- [Testo selezionato]
□ □ □ □
Dopo di lui la Polonia non fu più la stessa, il ponte con Roma era aperto e mezzo secolo dopo vi si incamminerà Karol Wojtyla verso il Soglio di Pietro. Lunedì l’arcivescovo di Milano, monsignor Mario Delpini, sarà a Varsavia per celebrare il centenario della consacrazione episcopale di Achille Ratti. La solenne messa sarà presieduta nella cattedrale di san Giovanni Battista, alle ore 19 dall’arcivescovo metropolita il cardinale Kazimierz Nycz e dal nunzio apostolico, l’arcivescovo Salvatore Pennacchio. Il prete ambrosiano, Achille Ratti, nato a Desio nel 1857, che diventerà prima arcivescovo di Milano e poi papa con il nome di Pio XI, fu elevato al rango di arcivescovo da papa Benedetto XV all’età di 62 anni (il 28 ottobre 1919) dopo essere stato nominato nunzio apostolico in Polonia. La sua profonda fede in Gesù, “pietra d’angolo per ogni costruzione ben ordinata”, avviò una storia nuova per la Polonia e i suoi rapporti con la Santa Sede.  Quattro mesi fa il Sostituto per gli Affari Generali della Segreteria di Stato, l’arcivescovo Edgar Peña Parra alla nunziatura apostolica di Varsavia ha inaugurato la statua di Achille Ratti, il primo nunzio apostolico nella Seconda Repubblica Polacca e il mosaico intitolato “Crocifissione e gloria dei santi” realizzato nella cappella della nunziatura per celebrare il centenario del ripristino dei rapporti diplomatici tra la Polonia e la Santa Sede. “Sono onorato di potere inaugurare la statua di Achille Ratti e per felice coincidenza, lo facciamo esattamente nel centenario della sua nomina all’incarico di rappresentante pontificio – ha detto il Sostituto -. Con questo gesto, vogliamo ravvivare la memoria sia della persona del grande diplomatico, futuro Papa Pio XI, sia della data così significativa nella storia dei rapporti tra la Santa Sede e la Polonia”. In effetti, fu provvidenziale la decisione del Papa Benedetto XV di nominare monsignor Ratti, già nell’aprile dell’anno 1918, visitatore apostolico per la Polonia.
□ □ □ □
- [Elenco dati]
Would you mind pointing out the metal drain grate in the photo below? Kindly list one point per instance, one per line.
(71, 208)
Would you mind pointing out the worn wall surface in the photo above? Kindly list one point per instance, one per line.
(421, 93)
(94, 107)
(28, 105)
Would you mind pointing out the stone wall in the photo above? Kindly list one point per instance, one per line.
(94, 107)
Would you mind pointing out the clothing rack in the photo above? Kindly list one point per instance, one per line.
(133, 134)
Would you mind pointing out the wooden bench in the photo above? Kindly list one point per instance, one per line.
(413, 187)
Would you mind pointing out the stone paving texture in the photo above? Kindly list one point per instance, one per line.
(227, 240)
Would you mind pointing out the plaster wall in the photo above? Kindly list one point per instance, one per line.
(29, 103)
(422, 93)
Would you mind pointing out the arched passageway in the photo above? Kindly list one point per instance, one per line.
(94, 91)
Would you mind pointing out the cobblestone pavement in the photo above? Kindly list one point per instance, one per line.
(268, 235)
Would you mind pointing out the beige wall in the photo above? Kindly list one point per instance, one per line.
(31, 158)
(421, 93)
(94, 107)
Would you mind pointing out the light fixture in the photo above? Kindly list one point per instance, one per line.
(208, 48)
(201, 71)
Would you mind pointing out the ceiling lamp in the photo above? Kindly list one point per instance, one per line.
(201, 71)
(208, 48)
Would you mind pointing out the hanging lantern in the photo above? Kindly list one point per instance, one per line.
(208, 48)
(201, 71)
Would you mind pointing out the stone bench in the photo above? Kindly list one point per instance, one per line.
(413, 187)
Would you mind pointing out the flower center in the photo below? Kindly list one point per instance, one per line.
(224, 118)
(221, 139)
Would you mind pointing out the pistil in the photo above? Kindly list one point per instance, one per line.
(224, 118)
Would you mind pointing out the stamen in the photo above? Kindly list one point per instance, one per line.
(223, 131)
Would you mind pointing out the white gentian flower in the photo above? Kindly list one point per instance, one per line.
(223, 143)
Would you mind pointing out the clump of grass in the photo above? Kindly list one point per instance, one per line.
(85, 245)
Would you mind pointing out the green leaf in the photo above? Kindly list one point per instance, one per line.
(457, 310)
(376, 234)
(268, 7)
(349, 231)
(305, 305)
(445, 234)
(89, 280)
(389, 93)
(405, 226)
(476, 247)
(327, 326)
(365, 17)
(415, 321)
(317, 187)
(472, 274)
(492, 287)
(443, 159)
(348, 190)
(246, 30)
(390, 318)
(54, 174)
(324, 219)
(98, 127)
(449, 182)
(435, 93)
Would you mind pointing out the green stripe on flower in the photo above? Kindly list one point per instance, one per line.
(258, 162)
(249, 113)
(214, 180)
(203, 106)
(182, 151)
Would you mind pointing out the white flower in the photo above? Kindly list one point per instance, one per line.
□ □ □ □
- [Compito] Prosegui il testo su Achille Ratti dal punto in cui si interrompe. L'elenco proviene da un'altra fonte.

- [Risposta al compito]
Divisioni ideologiche

“Così egli avrebbe potuto conoscere da vicino il drammatico scenario dell’Europa Orientale, ancora devastata dalla Prima Guerra Mondiale – puntualizza l’arcivescovo Edgar Peña Parra- Avrebbe potuto percepire la grande sete di libertà e l’impegno del popolo polacco, fondato sull’amore per la patria e sui valori spirituali tramandati di generazione in generazione insieme alla tradizione religiosa cristiana. Forse questa esperienza fu fonte della grande simpatia con cui accompagnò la rinascita dello Stato Polacco dopo più di centoventi anni di spartizioni e occupazioni da parte delle nazioni confinanti”. Alla premura personale di monsignor Ratti si deve l’accelerazione del processo di riconoscimento formale della Seconda Repubblica Polacca da parte della Santa Sede, di cui espressione evidente ed effettiva fu la sua nomina a nunzio apostolico. “Malgrado diverse difficoltà legate alla complessa situazione politica, le divisioni ideologiche e sociali, le tendenze anticlericali del governo socialista, il nunzio godeva di stima come attento osservatore, pronto a segnalare le preoccupazioni e richiamare la classe politica alla prudenza in diverse questioni, come assiduo mediatore e amichevole accompagnatore della Chiesa in Polonia e di tutta la nazione – precisa il Sostituto -. L’amicizia per il popolo polacco e il rispetto per i suoi valori spirituali li portò nel cuore anche quando divenne Papa, fino a darne espressione adornando la cappella nel palazzo di Castel Gandolfo con i due affreschi di Jan Rosen, pittore polacco di origini ebraiche, rappresentanti la difesa di Jasna Góra e il Miracolo sulla Vistola”. Quindi “nel centenario dell’allacciamento dei rapporti diplomatici tra la Santa Sede e la Polonia, ci auguriamo che l’esempio di Achille Ratti costituisca una costante ispirazione per le nostre presenti e future relazioni, affinché possa sempre unirci una solida amicizia, impegnata a promuovere il bene comune e a trasmettere alle future generazioni la fede, l’amore e la speranza”.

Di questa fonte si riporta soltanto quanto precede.